→ Work to do: Revise the records below by changing "one dot per instance" to "a single dot for each instance" everywhere it occurs. Leave everything else unchanged.
:: Dataset excerpts ::
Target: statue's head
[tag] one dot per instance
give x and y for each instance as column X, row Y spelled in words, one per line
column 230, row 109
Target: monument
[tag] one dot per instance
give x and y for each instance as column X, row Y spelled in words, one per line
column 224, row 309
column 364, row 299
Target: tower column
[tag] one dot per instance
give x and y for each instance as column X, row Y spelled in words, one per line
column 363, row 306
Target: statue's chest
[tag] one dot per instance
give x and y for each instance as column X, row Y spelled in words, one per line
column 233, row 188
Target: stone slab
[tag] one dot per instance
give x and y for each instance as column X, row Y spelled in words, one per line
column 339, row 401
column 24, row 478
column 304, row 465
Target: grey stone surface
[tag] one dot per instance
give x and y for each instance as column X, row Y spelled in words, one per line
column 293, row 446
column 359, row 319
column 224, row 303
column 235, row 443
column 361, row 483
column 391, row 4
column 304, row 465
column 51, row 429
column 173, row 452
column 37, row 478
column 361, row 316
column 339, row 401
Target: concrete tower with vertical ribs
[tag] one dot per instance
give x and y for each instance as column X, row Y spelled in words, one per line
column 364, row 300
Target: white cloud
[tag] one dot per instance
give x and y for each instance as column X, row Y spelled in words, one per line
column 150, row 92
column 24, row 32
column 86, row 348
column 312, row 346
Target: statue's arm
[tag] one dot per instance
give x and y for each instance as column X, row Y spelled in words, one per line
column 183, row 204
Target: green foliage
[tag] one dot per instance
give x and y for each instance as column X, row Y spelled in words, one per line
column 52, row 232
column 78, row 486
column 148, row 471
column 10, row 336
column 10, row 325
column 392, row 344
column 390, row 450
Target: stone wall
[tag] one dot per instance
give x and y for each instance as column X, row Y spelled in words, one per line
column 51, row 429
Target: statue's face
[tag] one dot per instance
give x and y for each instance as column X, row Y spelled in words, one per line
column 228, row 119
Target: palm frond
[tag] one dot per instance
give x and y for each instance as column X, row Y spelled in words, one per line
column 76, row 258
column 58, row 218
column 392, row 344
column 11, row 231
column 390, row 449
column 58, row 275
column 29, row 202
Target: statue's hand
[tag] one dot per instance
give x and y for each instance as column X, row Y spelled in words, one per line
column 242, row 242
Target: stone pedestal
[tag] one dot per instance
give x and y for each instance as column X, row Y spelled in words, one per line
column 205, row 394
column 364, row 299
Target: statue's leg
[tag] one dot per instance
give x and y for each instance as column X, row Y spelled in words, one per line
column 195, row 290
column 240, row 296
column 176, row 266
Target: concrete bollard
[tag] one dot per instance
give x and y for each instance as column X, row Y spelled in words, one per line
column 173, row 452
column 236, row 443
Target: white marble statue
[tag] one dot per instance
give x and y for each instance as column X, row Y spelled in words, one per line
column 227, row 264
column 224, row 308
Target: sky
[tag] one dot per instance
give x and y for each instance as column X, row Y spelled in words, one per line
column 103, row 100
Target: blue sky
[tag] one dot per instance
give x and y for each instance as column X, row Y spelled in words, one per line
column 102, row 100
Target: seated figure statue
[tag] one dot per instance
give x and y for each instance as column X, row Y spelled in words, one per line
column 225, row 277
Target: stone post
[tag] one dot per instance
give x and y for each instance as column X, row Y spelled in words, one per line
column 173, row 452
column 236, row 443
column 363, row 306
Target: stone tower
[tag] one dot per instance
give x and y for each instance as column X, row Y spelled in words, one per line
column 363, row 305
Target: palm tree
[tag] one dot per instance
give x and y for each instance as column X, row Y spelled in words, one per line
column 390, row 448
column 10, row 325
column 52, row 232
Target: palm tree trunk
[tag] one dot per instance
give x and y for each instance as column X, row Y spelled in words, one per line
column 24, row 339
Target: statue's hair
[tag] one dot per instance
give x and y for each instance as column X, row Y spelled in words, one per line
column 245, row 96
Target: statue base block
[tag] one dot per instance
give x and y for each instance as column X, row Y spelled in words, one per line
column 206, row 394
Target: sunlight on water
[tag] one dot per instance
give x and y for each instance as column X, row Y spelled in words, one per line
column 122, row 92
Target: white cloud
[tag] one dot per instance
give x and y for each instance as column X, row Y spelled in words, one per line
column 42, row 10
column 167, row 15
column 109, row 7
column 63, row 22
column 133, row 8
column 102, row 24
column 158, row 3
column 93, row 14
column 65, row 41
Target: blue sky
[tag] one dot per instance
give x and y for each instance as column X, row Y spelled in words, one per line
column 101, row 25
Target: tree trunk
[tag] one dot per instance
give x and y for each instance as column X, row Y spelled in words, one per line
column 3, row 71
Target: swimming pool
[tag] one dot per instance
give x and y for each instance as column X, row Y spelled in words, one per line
:::
→ Answer:
Target: statue's head
[tag] a single dot for each instance
give x and y for each instance as column X, row Y spelled in words, one per line
column 230, row 109
Target: monument
[tag] a single dot for each instance
give x and y for each instance as column X, row Y spelled in words, one per line
column 224, row 309
column 364, row 299
Target: tower column
[tag] a single dot for each instance
give x and y for each instance as column X, row Y spelled in words, one per line
column 363, row 306
Target: statue's chest
[tag] a single dot for each instance
give x and y for each instance as column X, row Y spelled in words, one per line
column 233, row 188
Target: stone slab
[tag] a single dot for each instance
give x and y for each instance as column X, row Y spelled in words, one per line
column 339, row 401
column 24, row 478
column 304, row 465
Target: grey stone surface
[tag] a single dot for each instance
give x and y for each instance as column X, row Y spelled in words, one per line
column 293, row 446
column 359, row 319
column 224, row 303
column 235, row 443
column 361, row 483
column 391, row 4
column 304, row 465
column 51, row 429
column 173, row 452
column 37, row 478
column 361, row 316
column 339, row 401
Target: concrete tower with vertical ribs
[tag] a single dot for each instance
give x and y for each instance as column X, row Y spelled in words, one per line
column 364, row 300
Target: white cloud
[tag] a single dot for each instance
give x and y for each instance as column X, row Y spelled in words, one per line
column 150, row 92
column 24, row 32
column 86, row 348
column 312, row 346
Target: statue's arm
[tag] a single dot for each instance
give x and y for each instance as column X, row Y spelled in words, one per line
column 183, row 204
Target: green foliage
[tag] a single dot for each instance
give x and y for each instance as column X, row Y spelled in words, one per line
column 52, row 232
column 78, row 486
column 148, row 471
column 10, row 336
column 10, row 325
column 392, row 344
column 390, row 450
Target: stone wall
[tag] a single dot for each instance
give x and y for each instance as column X, row Y spelled in words, one per line
column 51, row 429
Target: statue's face
[tag] a single dot for each instance
give x and y for each instance as column X, row Y spelled in words, one per line
column 228, row 119
Target: palm frond
[tag] a single dot for each instance
give x and y for each instance as column X, row Y spelled in words, one per line
column 76, row 258
column 58, row 218
column 392, row 344
column 11, row 231
column 390, row 449
column 58, row 275
column 29, row 202
Target: statue's hand
[tag] a single dot for each instance
give x and y for each instance as column X, row Y spelled in words, one per line
column 242, row 242
Target: stone pedestal
[tag] a single dot for each instance
give x and y for each instance as column X, row Y spelled in words, one per line
column 205, row 394
column 364, row 299
Target: statue's leg
[tag] a single dot for each instance
give x and y for each instance as column X, row Y spelled in words, one per line
column 195, row 290
column 240, row 296
column 176, row 266
Target: concrete bollard
[tag] a single dot for each instance
give x and y for each instance as column X, row Y spelled in words, one per line
column 173, row 452
column 236, row 443
Target: white marble statue
[tag] a single dot for each instance
give x and y for each instance as column X, row Y spelled in words, one per line
column 227, row 264
column 224, row 308
Target: sky
[tag] a single dot for each instance
give x and y for each instance as column X, row Y spelled in words, one per line
column 103, row 100
Target: blue sky
[tag] a single dot for each instance
give x and y for each instance as column X, row Y spelled in words, one per line
column 102, row 100
Target: seated figure statue
[tag] a single dot for each instance
give x and y for each instance as column X, row Y spelled in words, one per line
column 225, row 277
Target: stone post
[tag] a single dot for each instance
give x and y for each instance as column X, row Y spelled in words, one per line
column 173, row 452
column 236, row 443
column 363, row 306
Target: stone tower
[tag] a single dot for each instance
give x and y for each instance as column X, row Y spelled in words, one per line
column 363, row 305
Target: palm tree
[tag] a single dot for each instance
give x and y for each instance as column X, row Y spelled in words, one per line
column 390, row 448
column 10, row 325
column 52, row 232
Target: palm tree trunk
[tag] a single dot for each instance
give x and y for each instance as column X, row Y spelled in words, one per line
column 24, row 339
Target: statue's hair
[tag] a single dot for each instance
give x and y for each instance as column X, row Y spelled in words, one per line
column 245, row 96
Target: statue base block
[tag] a single dot for each instance
give x and y for each instance as column X, row Y spelled in words, one per line
column 206, row 394
Target: sunlight on water
[tag] a single dot for each instance
give x and y for each instance as column X, row Y spelled in words, one per line
column 122, row 92
Target: white cloud
[tag] a single dot for each instance
give x and y for each instance as column X, row Y spelled in words, one per line
column 42, row 10
column 167, row 15
column 109, row 7
column 63, row 22
column 133, row 8
column 102, row 24
column 158, row 3
column 93, row 14
column 65, row 41
Target: blue sky
[tag] a single dot for each instance
give x and y for each instance as column X, row Y spelled in words, one per line
column 101, row 25
Target: tree trunk
[tag] a single dot for each instance
give x and y for each instance as column X, row Y spelled in words, one per line
column 3, row 71
Target: swimming pool
[tag] a single dot for each instance
give x and y for each instance as column X, row Y spelled in words, one per line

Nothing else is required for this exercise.